--- SOURCE PASSAGE Enclosed Below ---

I woke like a bird at 4 am, eyes wide open, on high alert – my brain assessing threats even before my mind was awake. I was not going back. To sleep.
After 18 months of all-consuming stress, illness, hospitals, sleepless nights, constant worry, and stomach-turning turmoil, today was Fred’s ‘end of treatment’ clinic appointment – the critical day we find out the MRI results following brain surgery, 6 weeks of radiotherapy and 36 brutal weeks of chemotherapy.
Did it work?
At 5 am I went for a run, to move my body to calm my mind, a way to control the uncontrollable. Taking care to avoid treading on three grates, it felt harder than it should. I’ve learnt over recent years how stress affects my body but today, indeed the last year, there’s no room for being down on myself – we have far bigger battles. Our arena looks different now. There have been moments in the last 18 months I haven’t been able to move, or if I’d manage to take myself out for a run, I’d stop and burst into tears. But this time I kept it together.
In the run-up to today, I felt an uncomfortable sense of peace. Ironically, less worried than in previous weeks and months. Fred had been doing better in the past few weeks, now 6 weeks since his last chemo – there were signs he was returning to his former self.
I have been incredibly in tune with his every feeling over the 18 months since this hell we found ourselves in began. Every pain, every complaint, every ailment, every movement, every vomit, every spoken and unspoken word. How I felt a direct response to how he is. As today came closer, my motherly instinct told me it was ok, but I started to wonder if I was delusional, was it a coping mechanism? I knew the matter was in the hands of the MRI result – not my gut feeling.
I decided to wear pink, ‘a positive colour’ and swapped jeans for a pair of bright patterned colourful summer trousers. Even though there was only a glimpse of the sun, it felt like a minor brave choice – not letting the fear of dressing inappropriately cheerfully win. And so, I felt I was coping well until my bodily reaction overtook my innate confidence as soon as we set foot in the hospital. I saw a robin on my morning dog walk, and a solo fox cub (Googled it – some believe it’s good luck) ran in front of the car into the grasses on our journey to the hospital, all ‘signs’ backing up my instincts. But still, the fear and the risk were – are – very real.
Heart-pounding and avoiding premature eye contact for the risk of interpreting (or misinterpreting) body language we headed to the ‘teenage cancer’ waiting area. Fortunately, on this occasion, we didn’t have to make small talk and were directed straight to the consultant’s office. We walked behind the nurse, and I told myself not to read into her walk or read her expression. “I’m so nervous” Fred said as we entered the room. “It’s here,” his consultant said in response and pointed to the screen. “The end of treatment plan”, it took me a second to catch up, in the meantime she began to fill in the blanks.

--- End of Enclosed SOURCE PASSAGE ---
--- LISTED RECORDS Enclosed Below ---

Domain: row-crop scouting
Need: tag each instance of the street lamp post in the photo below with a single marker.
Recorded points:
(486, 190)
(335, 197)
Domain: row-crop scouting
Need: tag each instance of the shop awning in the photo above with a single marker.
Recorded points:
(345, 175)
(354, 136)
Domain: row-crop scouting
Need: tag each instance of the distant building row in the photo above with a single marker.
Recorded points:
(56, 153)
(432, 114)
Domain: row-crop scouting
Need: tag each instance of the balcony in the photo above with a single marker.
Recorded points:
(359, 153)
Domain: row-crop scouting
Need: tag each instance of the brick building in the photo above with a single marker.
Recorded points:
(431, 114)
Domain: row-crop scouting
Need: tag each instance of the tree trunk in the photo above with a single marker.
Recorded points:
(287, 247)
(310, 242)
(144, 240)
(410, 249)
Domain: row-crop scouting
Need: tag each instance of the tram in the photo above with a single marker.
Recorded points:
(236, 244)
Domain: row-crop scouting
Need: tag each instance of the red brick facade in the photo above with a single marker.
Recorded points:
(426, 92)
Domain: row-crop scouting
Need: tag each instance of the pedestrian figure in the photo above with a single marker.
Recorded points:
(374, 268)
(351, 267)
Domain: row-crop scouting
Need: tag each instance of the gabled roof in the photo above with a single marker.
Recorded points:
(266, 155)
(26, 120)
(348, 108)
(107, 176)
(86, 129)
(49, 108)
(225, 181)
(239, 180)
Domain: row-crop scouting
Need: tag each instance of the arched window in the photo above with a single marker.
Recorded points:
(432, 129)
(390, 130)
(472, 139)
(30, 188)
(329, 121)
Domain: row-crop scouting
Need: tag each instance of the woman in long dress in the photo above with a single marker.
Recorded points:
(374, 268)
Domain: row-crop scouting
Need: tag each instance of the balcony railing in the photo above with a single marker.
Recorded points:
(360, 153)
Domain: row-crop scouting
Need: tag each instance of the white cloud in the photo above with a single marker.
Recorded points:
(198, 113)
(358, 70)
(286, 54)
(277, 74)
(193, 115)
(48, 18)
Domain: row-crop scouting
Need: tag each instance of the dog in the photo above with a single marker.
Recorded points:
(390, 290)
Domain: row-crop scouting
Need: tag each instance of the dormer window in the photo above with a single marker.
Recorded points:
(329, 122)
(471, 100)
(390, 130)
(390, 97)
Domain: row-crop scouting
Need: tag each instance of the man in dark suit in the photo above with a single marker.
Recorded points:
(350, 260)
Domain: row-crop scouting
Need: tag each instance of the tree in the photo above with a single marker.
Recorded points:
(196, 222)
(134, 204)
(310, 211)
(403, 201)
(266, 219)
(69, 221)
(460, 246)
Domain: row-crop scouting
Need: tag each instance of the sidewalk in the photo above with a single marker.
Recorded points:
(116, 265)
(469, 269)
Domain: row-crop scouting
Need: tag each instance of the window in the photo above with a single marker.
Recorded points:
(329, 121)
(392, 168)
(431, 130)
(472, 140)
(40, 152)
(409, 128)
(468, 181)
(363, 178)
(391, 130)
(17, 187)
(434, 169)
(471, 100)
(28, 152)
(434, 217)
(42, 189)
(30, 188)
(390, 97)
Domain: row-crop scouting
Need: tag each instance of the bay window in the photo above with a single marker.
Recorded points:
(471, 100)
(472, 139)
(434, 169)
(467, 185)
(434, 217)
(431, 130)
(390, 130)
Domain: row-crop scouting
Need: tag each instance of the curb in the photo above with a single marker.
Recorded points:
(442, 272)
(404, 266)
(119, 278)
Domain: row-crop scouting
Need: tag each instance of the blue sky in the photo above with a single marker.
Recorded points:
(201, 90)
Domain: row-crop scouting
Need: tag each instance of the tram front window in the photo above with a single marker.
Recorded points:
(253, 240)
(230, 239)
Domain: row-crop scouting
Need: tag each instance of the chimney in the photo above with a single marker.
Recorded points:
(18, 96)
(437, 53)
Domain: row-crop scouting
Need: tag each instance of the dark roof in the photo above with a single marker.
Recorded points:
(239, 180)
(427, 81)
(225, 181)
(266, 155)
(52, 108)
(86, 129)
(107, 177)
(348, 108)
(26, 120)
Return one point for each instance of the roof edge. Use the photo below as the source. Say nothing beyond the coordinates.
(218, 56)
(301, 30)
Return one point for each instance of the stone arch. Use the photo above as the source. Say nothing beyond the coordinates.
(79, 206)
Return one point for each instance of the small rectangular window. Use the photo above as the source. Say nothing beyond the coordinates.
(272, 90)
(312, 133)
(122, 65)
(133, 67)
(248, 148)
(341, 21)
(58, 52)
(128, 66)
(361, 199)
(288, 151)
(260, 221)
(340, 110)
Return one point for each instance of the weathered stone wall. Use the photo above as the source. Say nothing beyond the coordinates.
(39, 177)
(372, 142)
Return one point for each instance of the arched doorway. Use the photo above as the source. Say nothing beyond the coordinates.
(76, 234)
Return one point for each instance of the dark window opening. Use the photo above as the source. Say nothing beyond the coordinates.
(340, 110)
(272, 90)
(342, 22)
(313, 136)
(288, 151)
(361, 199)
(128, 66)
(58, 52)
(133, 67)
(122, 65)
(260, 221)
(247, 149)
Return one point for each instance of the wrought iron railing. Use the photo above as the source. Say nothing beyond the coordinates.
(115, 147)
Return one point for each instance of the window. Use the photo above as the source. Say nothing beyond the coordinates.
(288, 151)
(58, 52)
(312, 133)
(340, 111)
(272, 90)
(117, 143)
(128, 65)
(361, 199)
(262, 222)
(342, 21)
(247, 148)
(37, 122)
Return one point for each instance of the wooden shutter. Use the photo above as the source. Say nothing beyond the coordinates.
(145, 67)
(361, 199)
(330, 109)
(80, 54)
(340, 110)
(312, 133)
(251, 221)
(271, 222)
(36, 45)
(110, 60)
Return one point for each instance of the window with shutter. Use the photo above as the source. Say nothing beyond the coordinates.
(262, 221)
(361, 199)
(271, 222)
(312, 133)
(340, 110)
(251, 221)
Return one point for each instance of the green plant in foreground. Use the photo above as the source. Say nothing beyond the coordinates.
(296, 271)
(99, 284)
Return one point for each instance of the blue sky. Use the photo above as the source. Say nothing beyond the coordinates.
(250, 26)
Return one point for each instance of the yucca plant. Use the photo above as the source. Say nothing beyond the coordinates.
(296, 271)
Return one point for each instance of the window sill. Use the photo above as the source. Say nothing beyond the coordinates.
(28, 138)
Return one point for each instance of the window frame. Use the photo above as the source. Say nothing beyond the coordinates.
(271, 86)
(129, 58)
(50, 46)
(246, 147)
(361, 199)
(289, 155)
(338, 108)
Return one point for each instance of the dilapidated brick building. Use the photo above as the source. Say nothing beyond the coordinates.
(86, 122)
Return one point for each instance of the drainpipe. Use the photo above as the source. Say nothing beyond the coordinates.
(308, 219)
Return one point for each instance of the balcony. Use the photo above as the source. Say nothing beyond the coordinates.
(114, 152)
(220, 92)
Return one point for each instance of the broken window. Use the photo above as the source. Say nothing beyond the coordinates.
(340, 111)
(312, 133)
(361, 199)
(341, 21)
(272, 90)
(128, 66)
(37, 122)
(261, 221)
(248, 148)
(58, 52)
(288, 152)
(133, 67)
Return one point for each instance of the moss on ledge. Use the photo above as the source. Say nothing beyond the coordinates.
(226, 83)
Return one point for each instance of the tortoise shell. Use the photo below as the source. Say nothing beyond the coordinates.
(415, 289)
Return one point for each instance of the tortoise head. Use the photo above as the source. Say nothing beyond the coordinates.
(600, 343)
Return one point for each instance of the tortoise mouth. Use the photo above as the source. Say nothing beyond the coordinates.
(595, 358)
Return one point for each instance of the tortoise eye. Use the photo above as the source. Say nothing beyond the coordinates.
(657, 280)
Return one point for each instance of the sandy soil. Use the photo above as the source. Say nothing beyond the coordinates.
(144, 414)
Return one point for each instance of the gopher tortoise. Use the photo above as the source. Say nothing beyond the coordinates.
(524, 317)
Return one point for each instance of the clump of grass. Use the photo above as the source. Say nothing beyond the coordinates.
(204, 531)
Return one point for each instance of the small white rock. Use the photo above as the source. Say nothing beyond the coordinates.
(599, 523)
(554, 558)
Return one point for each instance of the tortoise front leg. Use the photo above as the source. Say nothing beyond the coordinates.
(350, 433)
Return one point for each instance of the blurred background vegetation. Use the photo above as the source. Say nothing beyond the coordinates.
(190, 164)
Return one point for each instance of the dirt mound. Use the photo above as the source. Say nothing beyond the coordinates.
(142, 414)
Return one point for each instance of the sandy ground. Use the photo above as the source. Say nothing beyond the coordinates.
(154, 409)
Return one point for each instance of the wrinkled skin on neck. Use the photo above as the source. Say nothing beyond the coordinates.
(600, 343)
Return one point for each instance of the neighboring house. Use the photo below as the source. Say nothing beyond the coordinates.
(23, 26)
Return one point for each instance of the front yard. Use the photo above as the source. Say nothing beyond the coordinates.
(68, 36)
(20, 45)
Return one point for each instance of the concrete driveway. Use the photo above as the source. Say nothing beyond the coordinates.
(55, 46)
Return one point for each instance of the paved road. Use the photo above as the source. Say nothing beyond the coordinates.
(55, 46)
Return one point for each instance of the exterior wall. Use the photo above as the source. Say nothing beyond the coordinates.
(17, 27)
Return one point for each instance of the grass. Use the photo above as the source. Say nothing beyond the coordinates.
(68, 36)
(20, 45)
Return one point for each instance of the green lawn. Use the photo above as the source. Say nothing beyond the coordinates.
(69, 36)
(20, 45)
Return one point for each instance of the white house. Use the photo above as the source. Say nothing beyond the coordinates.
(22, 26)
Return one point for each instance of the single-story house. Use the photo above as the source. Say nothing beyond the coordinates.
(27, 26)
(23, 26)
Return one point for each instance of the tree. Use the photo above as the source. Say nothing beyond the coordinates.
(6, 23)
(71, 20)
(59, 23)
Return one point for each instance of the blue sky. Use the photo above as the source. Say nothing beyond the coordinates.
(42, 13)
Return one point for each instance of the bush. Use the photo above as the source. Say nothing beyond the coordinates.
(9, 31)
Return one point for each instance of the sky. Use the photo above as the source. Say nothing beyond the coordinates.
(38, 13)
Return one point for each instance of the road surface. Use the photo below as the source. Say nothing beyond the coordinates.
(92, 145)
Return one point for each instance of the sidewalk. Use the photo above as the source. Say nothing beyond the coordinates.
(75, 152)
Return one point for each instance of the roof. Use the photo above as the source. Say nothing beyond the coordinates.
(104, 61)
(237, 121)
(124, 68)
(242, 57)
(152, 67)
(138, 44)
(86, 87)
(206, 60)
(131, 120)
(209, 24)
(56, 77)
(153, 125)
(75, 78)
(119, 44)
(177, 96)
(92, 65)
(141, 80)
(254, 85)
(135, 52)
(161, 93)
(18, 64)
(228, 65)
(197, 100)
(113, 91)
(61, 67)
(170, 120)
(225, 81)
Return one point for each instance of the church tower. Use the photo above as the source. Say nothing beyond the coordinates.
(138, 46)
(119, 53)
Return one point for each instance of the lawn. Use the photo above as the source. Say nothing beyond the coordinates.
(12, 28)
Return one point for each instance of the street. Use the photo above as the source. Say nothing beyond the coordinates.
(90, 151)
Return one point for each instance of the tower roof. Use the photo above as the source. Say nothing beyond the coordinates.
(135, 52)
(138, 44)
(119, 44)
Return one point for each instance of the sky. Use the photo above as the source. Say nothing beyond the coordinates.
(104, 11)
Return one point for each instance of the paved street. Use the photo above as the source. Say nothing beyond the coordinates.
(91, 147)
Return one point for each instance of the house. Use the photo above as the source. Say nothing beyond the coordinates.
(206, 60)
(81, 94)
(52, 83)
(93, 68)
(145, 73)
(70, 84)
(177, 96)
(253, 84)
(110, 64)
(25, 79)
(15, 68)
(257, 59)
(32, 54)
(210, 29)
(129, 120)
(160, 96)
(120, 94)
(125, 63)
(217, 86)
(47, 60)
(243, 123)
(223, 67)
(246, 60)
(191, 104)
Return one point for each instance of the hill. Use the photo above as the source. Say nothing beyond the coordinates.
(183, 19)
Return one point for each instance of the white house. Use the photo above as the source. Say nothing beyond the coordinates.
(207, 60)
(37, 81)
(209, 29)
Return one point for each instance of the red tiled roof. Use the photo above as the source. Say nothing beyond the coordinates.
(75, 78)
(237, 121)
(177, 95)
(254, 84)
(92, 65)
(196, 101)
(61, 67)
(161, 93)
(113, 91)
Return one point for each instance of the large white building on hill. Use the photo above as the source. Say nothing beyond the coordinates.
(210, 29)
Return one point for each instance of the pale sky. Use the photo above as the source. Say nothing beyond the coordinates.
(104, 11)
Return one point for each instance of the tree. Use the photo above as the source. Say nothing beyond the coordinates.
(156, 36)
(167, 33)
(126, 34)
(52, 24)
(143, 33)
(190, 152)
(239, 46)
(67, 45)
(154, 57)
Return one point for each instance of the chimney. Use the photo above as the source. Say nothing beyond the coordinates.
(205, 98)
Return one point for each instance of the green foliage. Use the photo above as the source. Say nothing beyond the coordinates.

--- End of Enclosed LISTED RECORDS ---

TASK SET:
(A) In the account of Fred's end-of-treatment appointment, how many weeks of chemotherapy did Fred go through?
(B) Repeat the part of the account of Fred's appointment starting at "Did it work?" and ending at "his former self.".
(C) Pick up the account of Fred's end-of-treatment appointment from its final sentence and keep writing.
The records are separate material, unrelated to the account of Fred's appointment.

SOLVED PROBLEMS:
(A) 36 weeks.

(B)
Did it work?
At 5 am I went for a run, to move my body to calm my mind, a way to control the uncontrollable. Taking care to avoid treading on three grates, it felt harder than it should. I’ve learnt over recent years how stress affects my body but today, indeed the last year, there’s no room for being down on myself – we have far bigger battles. Our arena looks different now. There have been moments in the last 18 months I haven’t been able to move, or if I’d manage to take myself out for a run, I’d stop and burst into tears. But this time I kept it together.
In the run-up to today, I felt an uncomfortable sense of peace. Ironically, less worried than in previous weeks and months. Fred had been doing better in the past few weeks, now 6 weeks since his last chemo – there were signs he was returning to his former self.

(C)
“There is nothing of concern on the scan”.
“Nothing to report – it’s all good”
There is scar tissue from radiotherapy, so you’ll never have a normal scan but there was no sign of disease.
And proceeded to explain the next steps – a scan again in 6 months unless we have concerns earlier. And then every 6 months until 2 years post-treatment when the risk of it returning is lower so scans will be every year until year 5 – and then you’re considered cured.
When I wrote ‘remission’ in my Notes app (so I had something to refer to later when my mind started asking questions) it autocorrected as ‘tension’. I typed it again…
r-e-m-i-s-s-i-o-n.
This time my phone accepted it. After exhaling the last 18 months of emotion into one guttural cry in the clinic room, I did too.
We know there is still risk but the outcome today is the stuff of dreams. We know too well not everyone is so lucky. We also know luck can change. But right now, we live. And we have all the doctors, nurses, surgeons, clinicians and importantly research to thank.
My boy has fought so hard to get here. The bravest, strongest soldier. One day we may tell the whole story, but right now we live for today. And today was the best day.

It wasn’t just the robin and the fox. After we were told the good news, and my tears of relief were released, the lights flickered and a wave of light passed through the room, a sight so odd the consultant said, “Is there anybody there?” as if we were in a séance. Logan and I looked at each other, he knew exactly what I was thinking. “Yes” I replied, there is someone here. And I went on to explain who it was.
The army had rallied.
Long live the fighters.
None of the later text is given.